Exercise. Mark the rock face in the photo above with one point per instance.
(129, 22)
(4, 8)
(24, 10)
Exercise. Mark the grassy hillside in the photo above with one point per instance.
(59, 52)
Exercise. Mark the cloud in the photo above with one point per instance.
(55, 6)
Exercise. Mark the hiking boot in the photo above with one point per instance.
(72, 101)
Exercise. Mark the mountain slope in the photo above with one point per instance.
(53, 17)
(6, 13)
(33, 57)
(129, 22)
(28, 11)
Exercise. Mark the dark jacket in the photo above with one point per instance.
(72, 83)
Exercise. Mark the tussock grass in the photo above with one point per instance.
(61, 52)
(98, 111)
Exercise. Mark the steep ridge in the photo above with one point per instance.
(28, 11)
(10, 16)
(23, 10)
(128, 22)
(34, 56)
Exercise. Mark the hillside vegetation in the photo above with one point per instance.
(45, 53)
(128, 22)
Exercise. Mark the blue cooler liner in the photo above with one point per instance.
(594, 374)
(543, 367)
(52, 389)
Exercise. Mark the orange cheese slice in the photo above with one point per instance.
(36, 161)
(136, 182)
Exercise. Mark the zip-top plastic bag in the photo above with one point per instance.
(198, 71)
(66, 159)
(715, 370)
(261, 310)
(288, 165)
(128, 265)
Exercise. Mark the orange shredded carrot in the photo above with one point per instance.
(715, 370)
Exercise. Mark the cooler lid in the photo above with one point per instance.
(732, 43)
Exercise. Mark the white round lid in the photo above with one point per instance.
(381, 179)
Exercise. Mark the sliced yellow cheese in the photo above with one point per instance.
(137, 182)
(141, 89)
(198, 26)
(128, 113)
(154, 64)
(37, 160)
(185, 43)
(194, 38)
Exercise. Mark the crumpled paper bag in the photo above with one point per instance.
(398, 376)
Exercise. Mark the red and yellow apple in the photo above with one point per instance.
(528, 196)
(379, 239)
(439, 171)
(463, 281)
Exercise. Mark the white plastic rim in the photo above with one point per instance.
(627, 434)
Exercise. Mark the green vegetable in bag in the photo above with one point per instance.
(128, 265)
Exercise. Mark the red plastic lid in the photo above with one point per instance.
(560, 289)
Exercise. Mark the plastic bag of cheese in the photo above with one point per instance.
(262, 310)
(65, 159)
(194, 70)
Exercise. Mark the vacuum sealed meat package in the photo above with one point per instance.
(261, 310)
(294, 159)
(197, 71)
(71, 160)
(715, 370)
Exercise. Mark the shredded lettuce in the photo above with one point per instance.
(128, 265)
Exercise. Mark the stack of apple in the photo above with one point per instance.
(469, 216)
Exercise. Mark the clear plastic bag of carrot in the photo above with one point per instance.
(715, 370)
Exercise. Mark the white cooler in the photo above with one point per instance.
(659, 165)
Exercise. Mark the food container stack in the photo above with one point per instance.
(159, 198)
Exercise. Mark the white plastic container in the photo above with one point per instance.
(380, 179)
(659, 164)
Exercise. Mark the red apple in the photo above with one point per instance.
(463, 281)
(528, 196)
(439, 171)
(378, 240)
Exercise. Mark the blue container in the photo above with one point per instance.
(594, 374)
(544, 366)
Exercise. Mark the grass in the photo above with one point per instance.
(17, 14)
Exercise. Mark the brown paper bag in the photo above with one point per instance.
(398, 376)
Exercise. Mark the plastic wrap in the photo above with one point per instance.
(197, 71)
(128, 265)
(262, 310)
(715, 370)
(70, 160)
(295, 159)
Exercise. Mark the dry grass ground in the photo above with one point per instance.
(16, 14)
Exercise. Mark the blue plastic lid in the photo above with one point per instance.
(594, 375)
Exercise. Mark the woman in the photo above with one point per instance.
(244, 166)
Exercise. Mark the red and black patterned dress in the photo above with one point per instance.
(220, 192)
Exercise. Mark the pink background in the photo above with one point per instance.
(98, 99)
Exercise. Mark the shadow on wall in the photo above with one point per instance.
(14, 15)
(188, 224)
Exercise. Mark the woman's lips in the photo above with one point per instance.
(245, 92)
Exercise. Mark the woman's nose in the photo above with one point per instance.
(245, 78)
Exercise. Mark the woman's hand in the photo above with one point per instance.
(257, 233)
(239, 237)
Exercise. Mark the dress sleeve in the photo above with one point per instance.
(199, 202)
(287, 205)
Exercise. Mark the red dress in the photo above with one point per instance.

----

## What you need to do
Please rewrite the records above as a JSON list of strings, one string per line, with blank lines left out.

## Result below
[
  "Exercise. Mark the rock face in the photo above with one point per instance.",
  "(129, 22)",
  "(4, 8)",
  "(24, 10)",
  "Exercise. Mark the grassy hillside in the photo above with one point per instance.",
  "(59, 52)",
  "Exercise. Mark the cloud in the photo above with one point per instance.",
  "(55, 6)",
  "Exercise. Mark the hiking boot in the photo above with one point per instance.",
  "(72, 101)",
  "Exercise. Mark the mountain slope in the photo above with one point per instance.",
  "(53, 17)",
  "(6, 13)",
  "(33, 57)",
  "(129, 22)",
  "(28, 11)",
  "Exercise. Mark the dark jacket in the photo above with one point per instance.",
  "(72, 83)",
  "Exercise. Mark the tussock grass in the photo above with one point per instance.",
  "(61, 52)",
  "(98, 111)",
  "Exercise. Mark the steep ridge in the photo above with one point per instance.",
  "(28, 11)",
  "(10, 16)",
  "(23, 10)",
  "(128, 22)",
  "(34, 56)",
  "Exercise. Mark the hillside vegetation in the photo above with one point per instance.",
  "(45, 53)",
  "(128, 22)",
  "Exercise. Mark the blue cooler liner in the photo above with one point per instance.",
  "(594, 374)",
  "(543, 367)",
  "(52, 389)",
  "Exercise. Mark the orange cheese slice in the photo above with one point per instance.",
  "(36, 161)",
  "(136, 182)",
  "Exercise. Mark the zip-top plastic bag in the photo above with one point per instance.",
  "(198, 71)",
  "(66, 159)",
  "(715, 370)",
  "(261, 310)",
  "(288, 165)",
  "(128, 265)",
  "Exercise. Mark the orange shredded carrot in the photo above with one point per instance.",
  "(715, 370)",
  "Exercise. Mark the cooler lid in the photo above with one point per instance.",
  "(732, 43)",
  "Exercise. Mark the white round lid in the photo above with one point per instance.",
  "(381, 179)",
  "Exercise. Mark the sliced yellow cheese in the photo above with one point per instance.",
  "(137, 182)",
  "(141, 89)",
  "(198, 26)",
  "(128, 113)",
  "(154, 64)",
  "(37, 160)",
  "(185, 43)",
  "(194, 38)",
  "Exercise. Mark the crumpled paper bag in the photo above with one point per instance.",
  "(398, 376)",
  "Exercise. Mark the red and yellow apple in the photo above with one point per instance.",
  "(528, 196)",
  "(379, 239)",
  "(439, 171)",
  "(463, 281)",
  "Exercise. Mark the white plastic rim in the photo above with one point per instance.",
  "(627, 434)",
  "Exercise. Mark the green vegetable in bag in the photo above with one point per instance.",
  "(128, 265)",
  "Exercise. Mark the red plastic lid in the photo above with one point per instance.",
  "(560, 289)",
  "Exercise. Mark the plastic bag of cheese in the photo above with one point per instance.",
  "(262, 310)",
  "(65, 159)",
  "(194, 70)",
  "Exercise. Mark the vacuum sealed meat package in the photo above with one point per instance.",
  "(261, 310)",
  "(294, 159)",
  "(197, 71)",
  "(71, 160)",
  "(715, 370)",
  "Exercise. Mark the shredded lettuce in the photo above with one point per instance.",
  "(128, 265)",
  "Exercise. Mark the stack of apple in the photo above with one point per instance.",
  "(469, 216)",
  "Exercise. Mark the clear plastic bag of carrot in the photo above with one point per instance.",
  "(715, 370)",
  "Exercise. Mark the white cooler in the photo above with one point per instance.",
  "(659, 165)",
  "Exercise. Mark the food container stack in the photo above with one point per instance.",
  "(159, 198)",
  "Exercise. Mark the white plastic container in the photo above with one point per instance.",
  "(380, 179)",
  "(659, 164)",
  "Exercise. Mark the red apple in the photo above with one point per instance.",
  "(463, 281)",
  "(528, 196)",
  "(439, 171)",
  "(378, 240)",
  "Exercise. Mark the blue container in the photo above with one point per instance.",
  "(594, 374)",
  "(544, 366)",
  "Exercise. Mark the grass in the photo above with one point per instance.",
  "(17, 14)",
  "Exercise. Mark the brown paper bag in the photo above with one point per instance.",
  "(398, 376)",
  "Exercise. Mark the plastic wrap in the photo above with one point per instance.",
  "(197, 71)",
  "(128, 265)",
  "(262, 310)",
  "(715, 370)",
  "(70, 160)",
  "(295, 159)",
  "Exercise. Mark the dry grass ground in the photo above with one point per instance.",
  "(16, 14)",
  "Exercise. Mark the blue plastic lid in the photo above with one point per instance.",
  "(594, 375)",
  "Exercise. Mark the woman in the photo above with one point per instance.",
  "(244, 166)",
  "Exercise. Mark the red and black patterned dress in the photo above with one point per instance.",
  "(220, 192)",
  "Exercise. Mark the pink background in the photo above with one point per instance.",
  "(98, 99)",
  "Exercise. Mark the shadow on wall in the photo above with one point per instance.",
  "(14, 15)",
  "(188, 224)",
  "Exercise. Mark the woman's lips in the photo above with one point per instance.",
  "(245, 92)",
  "Exercise. Mark the woman's nose in the photo above with one point per instance.",
  "(245, 78)",
  "Exercise. Mark the woman's hand in the photo above with one point per instance.",
  "(257, 233)",
  "(239, 237)",
  "Exercise. Mark the dress sleeve in the photo above with one point per instance.",
  "(199, 202)",
  "(287, 205)",
  "Exercise. Mark the red dress in the photo above with one point per instance."
]